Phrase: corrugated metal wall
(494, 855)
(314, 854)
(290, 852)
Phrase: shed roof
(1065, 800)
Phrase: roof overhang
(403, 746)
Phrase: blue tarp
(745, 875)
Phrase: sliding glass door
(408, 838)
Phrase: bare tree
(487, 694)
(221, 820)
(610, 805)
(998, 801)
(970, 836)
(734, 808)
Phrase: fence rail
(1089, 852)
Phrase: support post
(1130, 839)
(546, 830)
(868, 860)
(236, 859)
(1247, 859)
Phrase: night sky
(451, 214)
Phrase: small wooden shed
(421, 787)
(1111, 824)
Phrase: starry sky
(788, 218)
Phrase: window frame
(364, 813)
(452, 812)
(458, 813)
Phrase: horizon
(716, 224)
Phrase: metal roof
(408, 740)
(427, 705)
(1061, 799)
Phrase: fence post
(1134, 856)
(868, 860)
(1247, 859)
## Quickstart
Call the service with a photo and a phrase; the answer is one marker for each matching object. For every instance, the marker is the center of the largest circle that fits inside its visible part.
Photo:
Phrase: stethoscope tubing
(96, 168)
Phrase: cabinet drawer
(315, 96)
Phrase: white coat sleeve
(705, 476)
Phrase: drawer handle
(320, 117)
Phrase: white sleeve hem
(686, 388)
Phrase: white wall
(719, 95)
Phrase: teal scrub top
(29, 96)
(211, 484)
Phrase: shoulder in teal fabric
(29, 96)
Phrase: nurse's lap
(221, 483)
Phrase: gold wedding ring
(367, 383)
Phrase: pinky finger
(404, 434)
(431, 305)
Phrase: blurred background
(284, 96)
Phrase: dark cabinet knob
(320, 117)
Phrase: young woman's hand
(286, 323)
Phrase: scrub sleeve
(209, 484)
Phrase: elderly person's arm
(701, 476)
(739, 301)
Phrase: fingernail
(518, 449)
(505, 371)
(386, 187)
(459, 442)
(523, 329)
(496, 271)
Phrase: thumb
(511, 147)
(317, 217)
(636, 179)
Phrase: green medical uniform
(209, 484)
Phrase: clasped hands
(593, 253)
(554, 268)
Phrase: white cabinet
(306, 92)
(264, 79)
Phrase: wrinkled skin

> [SHORT EXERCISE]
Lay out every line of the listing above as a numbered list, omitting any blank lines.

> [WRITTEN RESPONSE]
1. Phrase: corrugated metal wall
2. (494, 855)
3. (314, 854)
4. (290, 852)
5. Phrase: shed roof
6. (1065, 800)
7. Phrase: roof overhang
8. (403, 746)
9. Phrase: blue tarp
10. (745, 875)
11. Phrase: sliding glass door
12. (408, 838)
13. Phrase: bare tree
14. (487, 694)
15. (221, 820)
16. (610, 805)
17. (998, 801)
18. (970, 836)
19. (734, 808)
20. Phrase: fence rail
21. (1089, 852)
22. Phrase: support post
23. (1130, 839)
24. (546, 830)
25. (868, 860)
26. (236, 859)
27. (1247, 859)
28. Phrase: night sky
29. (451, 214)
30. Phrase: small wooden shed
31. (421, 787)
32. (1111, 824)
33. Phrase: starry sky
34. (788, 218)
35. Phrase: window frame
36. (364, 813)
37. (452, 812)
38. (458, 813)
39. Phrase: horizon
40. (716, 224)
41. Phrase: metal roof
42. (408, 740)
43. (427, 705)
44. (1061, 799)
45. Phrase: fence post
46. (1134, 856)
47. (868, 860)
48. (1247, 859)
49. ## Quickstart
50. Call the service with a photo and a phrase; the answer is one marker for each matching object. For every instance, the marker is the center of the largest circle that fits inside its visible part.
51. Photo:
52. Phrase: stethoscope tubing
53. (96, 168)
54. Phrase: cabinet drawer
55. (315, 96)
56. Phrase: white coat sleeve
57. (705, 476)
58. Phrase: drawer handle
59. (320, 117)
60. Phrase: white sleeve hem
61. (686, 388)
62. Phrase: white wall
63. (719, 95)
64. Phrase: teal scrub top
65. (29, 96)
66. (211, 484)
67. Phrase: shoulder in teal fabric
68. (29, 96)
69. Phrase: nurse's lap
70. (221, 483)
71. Phrase: gold wedding ring
72. (367, 383)
73. Phrase: pinky finger
74. (404, 434)
75. (431, 305)
76. Phrase: blurred background
77. (284, 96)
78. Phrase: dark cabinet knob
79. (320, 117)
80. Phrase: young woman's hand
81. (286, 323)
82. Phrase: scrub sleeve
83. (209, 484)
84. Phrase: elderly person's arm
85. (701, 476)
86. (739, 301)
87. Phrase: fingernail
88. (518, 449)
89. (505, 371)
90. (386, 187)
91. (459, 442)
92. (523, 329)
93. (496, 271)
94. Phrase: thumb
95. (511, 147)
96. (317, 217)
97. (636, 179)
98. Phrase: green medical uniform
99. (209, 484)
100. Phrase: clasped hands
101. (593, 253)
102. (554, 268)
103. Phrase: white cabinet
104. (306, 92)
105. (264, 79)
106. Phrase: wrinkled skin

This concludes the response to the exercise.